═══ Provided text ═══
The BBC and the birth of the television age
In 1936, the BBC launched its new TV service – and changed British broadcasting at a stroke. In part ten of our 13-part series on the history of the BBC, David Hendy charts the technological innovations that produced the so-called “magic rays” – and explores the delights they offered the viewing public
For the first 14 years of its life, the BBC had been synonymous with radio. But on 2 November 1936, the corporation launched the world’s first regular “high-definition” television service. And although it would take more than two decades for this new medium to become a mass social phenomenon, the meaning of the term “broadcasting” changed almost overnight. The BBC was now on the path of becoming supplier to the nation not just of sound but of sound and vision.
Shortly after 3pm at the Alexandra Palace studios on the slopes of Muswell Hill, the BBC Television Orchestra began to play.
The musical comedy star Adele Dixon then stepped out before the cameras to sing some freshly minted lines about “a mighty maze” of magic rays soaring through the sky. Soon after, the African-American song-and-dance duo Buck and Bubbles, plus Chinese plate-spinners the Lai Founs, also arrived at the studios for short turns before the cameras.
These performances were beamed out live from the 90-metre-high steel transmitter soaring from the building’s roof, and in several hundred living rooms across London and the home counties, the BBC’s “magic rays” served them up on strange-looking receivers around which were gathered the nation’s small but dedicated tribe of “lookers in”. There would be more entertainment later that evening, though not until the service had shut down for five hours: evening meals and children’s bedtimes were sacrosanct.
Explore the history of the BBC
This is part nine in a 13-part series by David Hendy that charts how the BBC shaped the nation. Read more about the history of the BBC:
Part 1 | The BBC begins: how a group of radio pioneers launched one of Britain's most famous institutions
Part 2 | Broadcasting House: a new home for the BBC
Part 3 | Andy Pandy to Blue Peter: how the BBC captivated little citizens
Part 5 | The BBC changes its tune to play the sounds of the sixties
Part 6 | The BBC's Third Programme troubled championing of "high culture"
Part 7 | The BBC goes into the wild: the rise of natural history television and David Attenborough
Part 8 | The battle for ratings: how EastEnders saved the BBC
Part 9 | Politics and public broadcasting: 1950s friction between government and the BBC
Though that day would go down in history as the official start of the television age, it was by no means Britain’s first experience of the new medium. Members of the public – some of them, at least – had been enjoying the spectacle of moving images in their own homes for several years. What it really marked was confirmation that, in the hands of the BBC, television finally had the long-term institutional backing it needed after more than a decade struggling to get off the ground.
The first practical steps towards what some called “seeing by wireless” had been taken back in 1924 by the young Scottish engineer John Logie Baird. In his cramped Hastings workshop, Baird had lashed together an old tea chest, assorted cardboard boxes, several darning needles and a pile of scrap timber, all balanced precariously on top of a washstand and festooned with wiring.
After much testing and tweaking, he succeeded in using this bizarre contraption to send a beam of light through a rapidly spinning disc punched with holes and, by doing so, “scan”, transmit and display on a screen just yards away the faint and wobbly image of a Maltese Cross. Within months he was attracting investors salivating at the prospect of swiftly transforming this home-made technology into a lucrative product. Their money, along with Baird’s own perseverance and the support of several friendly engineers, ensured that over the next few years both picture quality and the distances over which an image could be transmitted slowly improved.
═══ Material provided ═══
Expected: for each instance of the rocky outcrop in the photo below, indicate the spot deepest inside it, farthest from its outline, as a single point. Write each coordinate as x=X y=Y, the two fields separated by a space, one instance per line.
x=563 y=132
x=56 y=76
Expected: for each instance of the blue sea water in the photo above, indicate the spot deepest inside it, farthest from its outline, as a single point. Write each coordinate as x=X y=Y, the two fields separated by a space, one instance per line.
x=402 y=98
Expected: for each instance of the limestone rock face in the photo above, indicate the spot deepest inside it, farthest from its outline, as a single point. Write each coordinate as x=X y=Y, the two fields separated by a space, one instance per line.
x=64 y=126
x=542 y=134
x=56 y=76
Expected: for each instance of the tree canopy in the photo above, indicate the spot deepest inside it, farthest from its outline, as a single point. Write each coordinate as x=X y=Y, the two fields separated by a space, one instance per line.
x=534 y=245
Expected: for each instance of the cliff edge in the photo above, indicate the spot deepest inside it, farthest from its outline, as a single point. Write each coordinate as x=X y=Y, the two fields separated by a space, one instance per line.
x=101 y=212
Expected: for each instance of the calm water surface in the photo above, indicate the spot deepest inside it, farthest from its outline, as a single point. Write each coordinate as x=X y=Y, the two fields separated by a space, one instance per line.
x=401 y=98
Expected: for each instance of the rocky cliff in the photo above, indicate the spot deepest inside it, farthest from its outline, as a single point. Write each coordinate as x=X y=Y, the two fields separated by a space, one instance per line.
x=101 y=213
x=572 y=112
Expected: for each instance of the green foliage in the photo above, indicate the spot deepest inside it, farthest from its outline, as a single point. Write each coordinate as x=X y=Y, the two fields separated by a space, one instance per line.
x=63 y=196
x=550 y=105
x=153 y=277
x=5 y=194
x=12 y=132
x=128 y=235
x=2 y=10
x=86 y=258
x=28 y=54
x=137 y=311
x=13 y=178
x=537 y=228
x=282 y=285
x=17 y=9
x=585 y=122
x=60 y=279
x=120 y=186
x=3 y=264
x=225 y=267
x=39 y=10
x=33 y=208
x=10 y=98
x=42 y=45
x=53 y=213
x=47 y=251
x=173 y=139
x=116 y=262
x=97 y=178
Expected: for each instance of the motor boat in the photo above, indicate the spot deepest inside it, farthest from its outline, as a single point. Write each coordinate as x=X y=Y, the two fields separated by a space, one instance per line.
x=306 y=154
═══
• [Work to do]:
a. From the BBC television article, list the items John Logie Baird lashed together in his Hastings workshop.
b. Please retype the passage of the BBC television article starting at "Part 7 | The" and ending at "off the ground.".

• [Worked solutions]:
a.
- an old tea chest
- assorted cardboard boxes
- several darning needles
- a pile of scrap timber

b.
Part 7 | The BBC goes into the wild: the rise of natural history television and David Attenborough
Part 8 | The battle for ratings: how EastEnders saved the BBC
Part 9 | Politics and public broadcasting: 1950s friction between government and the BBC
Though that day would go down in history as the official start of the television age, it was by no means Britain’s first experience of the new medium. Members of the public – some of them, at least – had been enjoying the spectacle of moving images in their own homes for several years. What it really marked was confirmation that, in the hands of the BBC, television finally had the long-term institutional backing it needed after more than a decade struggling to get off the ground.